RECORDED INFORMATION:
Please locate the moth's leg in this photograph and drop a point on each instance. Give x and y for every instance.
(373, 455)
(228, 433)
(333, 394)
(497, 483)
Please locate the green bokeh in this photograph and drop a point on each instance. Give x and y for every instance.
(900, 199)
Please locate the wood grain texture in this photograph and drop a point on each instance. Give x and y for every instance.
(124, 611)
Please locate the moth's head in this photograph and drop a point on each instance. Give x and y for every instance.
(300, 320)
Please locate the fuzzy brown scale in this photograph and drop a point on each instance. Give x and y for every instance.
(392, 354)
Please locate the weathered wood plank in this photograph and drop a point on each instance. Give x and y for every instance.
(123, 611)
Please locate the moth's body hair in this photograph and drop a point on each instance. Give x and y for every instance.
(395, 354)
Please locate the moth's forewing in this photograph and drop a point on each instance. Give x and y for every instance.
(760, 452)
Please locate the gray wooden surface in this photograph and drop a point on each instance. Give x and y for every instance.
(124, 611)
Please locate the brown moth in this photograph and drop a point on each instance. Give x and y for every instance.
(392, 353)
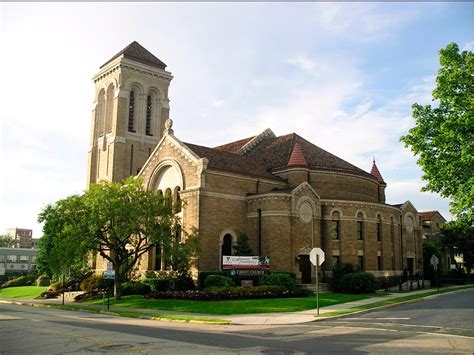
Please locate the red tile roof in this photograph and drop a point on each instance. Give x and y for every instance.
(375, 172)
(297, 157)
(135, 51)
(272, 154)
(427, 215)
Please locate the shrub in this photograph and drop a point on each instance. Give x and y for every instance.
(338, 273)
(184, 283)
(92, 295)
(278, 279)
(229, 293)
(202, 276)
(19, 281)
(94, 282)
(359, 282)
(218, 281)
(135, 288)
(43, 280)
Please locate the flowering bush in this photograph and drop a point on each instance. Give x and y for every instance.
(230, 293)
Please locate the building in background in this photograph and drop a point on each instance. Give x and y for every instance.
(285, 193)
(22, 236)
(14, 260)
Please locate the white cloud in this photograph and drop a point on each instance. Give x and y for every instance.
(469, 46)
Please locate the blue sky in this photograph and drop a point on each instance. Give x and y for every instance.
(342, 75)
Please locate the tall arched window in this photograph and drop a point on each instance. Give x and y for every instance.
(100, 112)
(149, 108)
(110, 108)
(259, 231)
(177, 199)
(131, 112)
(168, 198)
(360, 226)
(335, 226)
(379, 228)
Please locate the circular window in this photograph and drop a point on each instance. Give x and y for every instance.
(306, 212)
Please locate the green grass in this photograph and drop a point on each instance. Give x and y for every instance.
(155, 316)
(29, 292)
(391, 302)
(235, 306)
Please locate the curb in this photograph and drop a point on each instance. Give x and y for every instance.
(77, 309)
(421, 299)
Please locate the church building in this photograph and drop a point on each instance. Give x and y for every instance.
(285, 193)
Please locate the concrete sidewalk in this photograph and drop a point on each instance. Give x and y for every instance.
(249, 319)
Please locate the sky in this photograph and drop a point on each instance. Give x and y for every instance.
(341, 75)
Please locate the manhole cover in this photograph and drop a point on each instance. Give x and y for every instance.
(114, 347)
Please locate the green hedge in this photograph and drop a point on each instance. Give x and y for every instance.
(286, 280)
(19, 281)
(43, 280)
(94, 282)
(135, 288)
(359, 282)
(218, 281)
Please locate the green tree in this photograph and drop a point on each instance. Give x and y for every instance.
(7, 242)
(62, 248)
(460, 235)
(443, 136)
(243, 248)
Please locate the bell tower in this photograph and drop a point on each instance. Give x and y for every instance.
(129, 112)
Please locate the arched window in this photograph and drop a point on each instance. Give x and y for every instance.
(100, 112)
(379, 228)
(360, 226)
(149, 108)
(227, 245)
(259, 231)
(110, 108)
(335, 226)
(168, 198)
(177, 199)
(177, 235)
(131, 112)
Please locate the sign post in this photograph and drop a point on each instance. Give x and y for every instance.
(435, 261)
(109, 275)
(316, 256)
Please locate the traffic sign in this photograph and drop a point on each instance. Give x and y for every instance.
(434, 261)
(313, 256)
(109, 275)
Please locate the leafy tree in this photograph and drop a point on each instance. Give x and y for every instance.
(443, 136)
(243, 248)
(62, 249)
(460, 235)
(429, 249)
(7, 242)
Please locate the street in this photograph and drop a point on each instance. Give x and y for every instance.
(443, 324)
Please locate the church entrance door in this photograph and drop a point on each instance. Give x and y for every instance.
(305, 268)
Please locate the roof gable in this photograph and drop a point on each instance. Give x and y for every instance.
(136, 52)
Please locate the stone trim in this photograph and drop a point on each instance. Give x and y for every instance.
(269, 196)
(371, 205)
(268, 133)
(244, 177)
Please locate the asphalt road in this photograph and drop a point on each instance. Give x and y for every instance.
(444, 324)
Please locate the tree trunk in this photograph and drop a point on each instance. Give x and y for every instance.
(118, 286)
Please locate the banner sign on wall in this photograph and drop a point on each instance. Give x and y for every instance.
(245, 262)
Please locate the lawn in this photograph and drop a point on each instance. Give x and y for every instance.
(269, 305)
(22, 292)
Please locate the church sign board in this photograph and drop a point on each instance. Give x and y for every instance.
(245, 262)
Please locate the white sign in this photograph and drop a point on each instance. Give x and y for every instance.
(245, 262)
(109, 275)
(315, 252)
(434, 261)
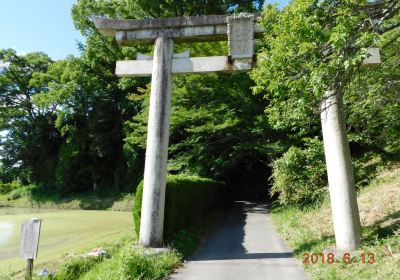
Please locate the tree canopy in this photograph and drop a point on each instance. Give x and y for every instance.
(72, 125)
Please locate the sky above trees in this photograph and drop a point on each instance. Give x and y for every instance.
(43, 25)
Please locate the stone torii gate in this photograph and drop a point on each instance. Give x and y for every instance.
(240, 31)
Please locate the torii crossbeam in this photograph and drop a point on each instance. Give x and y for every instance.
(240, 31)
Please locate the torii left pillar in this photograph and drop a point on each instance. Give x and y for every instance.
(242, 31)
(155, 170)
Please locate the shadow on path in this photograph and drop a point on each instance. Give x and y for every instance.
(245, 246)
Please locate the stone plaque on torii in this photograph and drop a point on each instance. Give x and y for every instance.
(240, 31)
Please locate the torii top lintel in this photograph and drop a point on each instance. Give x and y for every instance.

WHAT IS REQUIRED:
Lay out every line of the entries above as a Markdown table with the columns Row and Entry line, numbering the rows and skipping blank lines. Leave the pictures out.

THE SOLUTION:
| Row | Entry line |
|---|---|
| 1 | Please locate the moth's leg in this photograph and drop a point on each instance. Give x and y for every instance. |
| 2 | (373, 455) |
| 3 | (228, 433) |
| 4 | (333, 394) |
| 5 | (497, 483) |
| 6 | Please locate the green bokeh in this photograph and drop a point on each instance. Give x and y for every instance. |
| 7 | (900, 199) |
| 8 | Please locate the wood grain texture in this photograph and drop a point on each instance. Give x and y for every instance. |
| 9 | (124, 611) |
| 10 | Please locate the moth's head in this photograph and drop a point on each instance. Give x and y for every instance. |
| 11 | (300, 320) |
| 12 | Please locate the fuzzy brown scale in this photograph and drop a point on each instance. Give x and y for every instance. |
| 13 | (392, 354) |
| 14 | Please locate the weathered wood plank in this photograph and drop a point on each instance. Give x and y for every instance. |
| 15 | (123, 611) |
| 16 | Please locate the moth's body hair in this photograph and drop a point on each instance. Give x and y for every instance. |
| 17 | (395, 354) |
| 18 | Please locate the moth's forewing in this photograph and drop a point on each instance. Give x and y for every instance. |
| 19 | (760, 452) |
| 20 | Please locate the gray wooden surface in this photograph and drop a point on each instance. Give x and y for every instance. |
| 21 | (124, 611) |
| 22 | Please locate the brown moth in this photograph and drop a point on each instance. Give x and y for every instance. |
| 23 | (392, 353) |
| 24 | Please locate the red tile roof in this photograph and drop a point on each instance. Give x and y for every instance. |
| 25 | (375, 172) |
| 26 | (297, 157) |
| 27 | (135, 51) |
| 28 | (272, 154) |
| 29 | (427, 215) |
| 30 | Please locate the shrub in this photograph and drop a point on each instance. Give x and y for every instance. |
| 31 | (338, 273) |
| 32 | (184, 283) |
| 33 | (92, 295) |
| 34 | (278, 279) |
| 35 | (229, 293) |
| 36 | (202, 276) |
| 37 | (19, 281) |
| 38 | (94, 282) |
| 39 | (359, 282) |
| 40 | (218, 281) |
| 41 | (135, 288) |
| 42 | (43, 280) |
| 43 | Please locate the flowering bush in this photograph and drop a point on each instance. Give x and y for every instance. |
| 44 | (230, 293) |
| 45 | Please locate the building in background in this photograph and drop a point on each instance. Give x and y for every instance. |
| 46 | (285, 193) |
| 47 | (22, 236) |
| 48 | (14, 260) |
| 49 | Please locate the white cloud in this photograph and drop a point on each instance. Give x and y for every instance. |
| 50 | (469, 46) |
| 51 | Please locate the blue sky in this photograph and drop a point on each instance. Give x and y for every instance. |
| 52 | (342, 75) |
| 53 | Please locate the tall arched window in this photograph and drop a point on each instance. Give x and y for every instance. |
| 54 | (100, 112) |
| 55 | (149, 108) |
| 56 | (110, 108) |
| 57 | (259, 231) |
| 58 | (177, 199) |
| 59 | (131, 112) |
| 60 | (168, 198) |
| 61 | (360, 226) |
| 62 | (335, 226) |
| 63 | (379, 228) |
| 64 | Please locate the circular window in this photograph and drop a point on each instance. Give x and y for every instance. |
| 65 | (306, 212) |
| 66 | Please locate the green grass in this photograph and drop a point on each instance. Give x and y for every instance. |
| 67 | (155, 316) |
| 68 | (29, 292) |
| 69 | (391, 302) |
| 70 | (235, 306) |
| 71 | Please locate the curb in this photograph and drop a point on each instance. Give x and y for every instance. |
| 72 | (77, 309) |
| 73 | (421, 299) |
| 74 | Please locate the church building in this photograph and drop a point on each instance. Give x and y for every instance. |
| 75 | (285, 193) |
| 76 | Please locate the concrete sidewalk in this photograph and drop a point on each instance. Give x and y for every instance. |
| 77 | (249, 319) |
| 78 | Please locate the sky in this photograph and drop a point on each instance. Give x and y for every instance. |
| 79 | (341, 75) |
| 80 | Please locate the manhole cover in this photograph and drop a point on each instance. Give x and y for every instance. |
| 81 | (114, 347) |
| 82 | Please locate the green hedge in this photograph and drop a point on each instance. Give x and y for every instance. |
| 83 | (286, 280) |
| 84 | (19, 281) |
| 85 | (43, 280) |
| 86 | (94, 282) |
| 87 | (135, 288) |
| 88 | (359, 282) |
| 89 | (218, 281) |
| 90 | Please locate the green tree in this photograph and drop a point on each instance. Give x and y for every instance. |
| 91 | (7, 242) |
| 92 | (62, 248) |
| 93 | (460, 235) |
| 94 | (443, 136) |
| 95 | (243, 248) |
| 96 | Please locate the bell tower in this photograph and drop a point on each instance. Give x and y for every instance. |
| 97 | (129, 112) |
| 98 | Please locate the arched window in this photograph and drop a point on each instance. Give x and y for every instance. |
| 99 | (100, 112) |
| 100 | (379, 228) |
| 101 | (360, 226) |
| 102 | (149, 108) |
| 103 | (227, 245) |
| 104 | (259, 231) |
| 105 | (110, 108) |
| 106 | (335, 226) |
| 107 | (168, 198) |
| 108 | (177, 199) |
| 109 | (177, 235) |
| 110 | (131, 112) |
| 111 | Please locate the sign post in this photograph and drop a point on each instance. Give x and y for every instance. |
| 112 | (435, 261) |
| 113 | (109, 275) |
| 114 | (316, 256) |
| 115 | Please locate the traffic sign in this photograph and drop a point on each instance. Give x and y for every instance. |
| 116 | (434, 261) |
| 117 | (313, 256) |
| 118 | (109, 275) |
| 119 | Please locate the leafy tree in this photograph and drop a point on each instance. Give x and y for every instance. |
| 120 | (443, 136) |
| 121 | (243, 248) |
| 122 | (62, 249) |
| 123 | (460, 235) |
| 124 | (429, 249) |
| 125 | (7, 242) |
| 126 | Please locate the street in this photograph and drop a point on each instance. Give x and y for every instance. |
| 127 | (443, 324) |
| 128 | Please locate the church entrance door in this photograph and drop a point on each instance. Give x and y for every instance. |
| 129 | (305, 268) |
| 130 | Please locate the roof gable in this photograph and drop a point on each instance. Give x and y for every instance. |
| 131 | (136, 52) |
| 132 | Please locate the stone trim in this photograph and drop a point on each instance. Give x and y for every instance. |
| 133 | (269, 196) |
| 134 | (371, 205) |
| 135 | (268, 133) |
| 136 | (244, 177) |
| 137 | Please locate the asphalt road in this photograph and drop a point on each instance. Give x and y for every instance. |
| 138 | (444, 324) |
| 139 | Please locate the tree trunk in this photograph and drop a point on each instance. Give x and y for every instance. |
| 140 | (118, 286) |
| 141 | Please locate the banner sign on wall in this photograph and drop a point on each instance. Give x and y for every instance. |
| 142 | (245, 262) |
| 143 | Please locate the lawn in this photograph and drop a point on each instance. Give x and y for every instance. |
| 144 | (269, 305) |
| 145 | (22, 292) |
| 146 | Please locate the church sign board in this photograph and drop a point on each instance. Give x and y for every instance. |
| 147 | (245, 262) |
| 148 | Please locate the white sign in this photograph and drop a point on each instance. Give x and y for every instance. |
| 149 | (245, 262) |
| 150 | (109, 275) |
| 151 | (315, 252) |
| 152 | (434, 261) |
| 153 | Please locate the tree canopy in this photograph and drop a point on each instance. Give x and y for every instance. |
| 154 | (72, 125) |
| 155 | Please locate the sky above trees in this photograph and drop a point on each instance. Give x and y for every instance. |
| 156 | (43, 25) |
| 157 | Please locate the stone torii gate in this photograph and drop a point on each instance. Give x and y for every instance. |
| 158 | (240, 31) |
| 159 | Please locate the torii crossbeam in this photograph and drop a point on each instance. Give x and y for every instance. |
| 160 | (240, 31) |
| 161 | Please locate the torii left pillar in this photograph and drop a point on each instance. Give x and y for every instance. |
| 162 | (242, 31) |
| 163 | (155, 170) |
| 164 | Please locate the shadow on path in this photograph and drop a point on each instance. Give x and y for every instance. |
| 165 | (245, 246) |
| 166 | Please locate the stone plaque on torii in this photograph and drop a point on each instance. Give x and y for every instance. |
| 167 | (240, 31) |
| 168 | Please locate the torii top lintel in this photograph and drop a point on each instance. Give x and y for every instance. |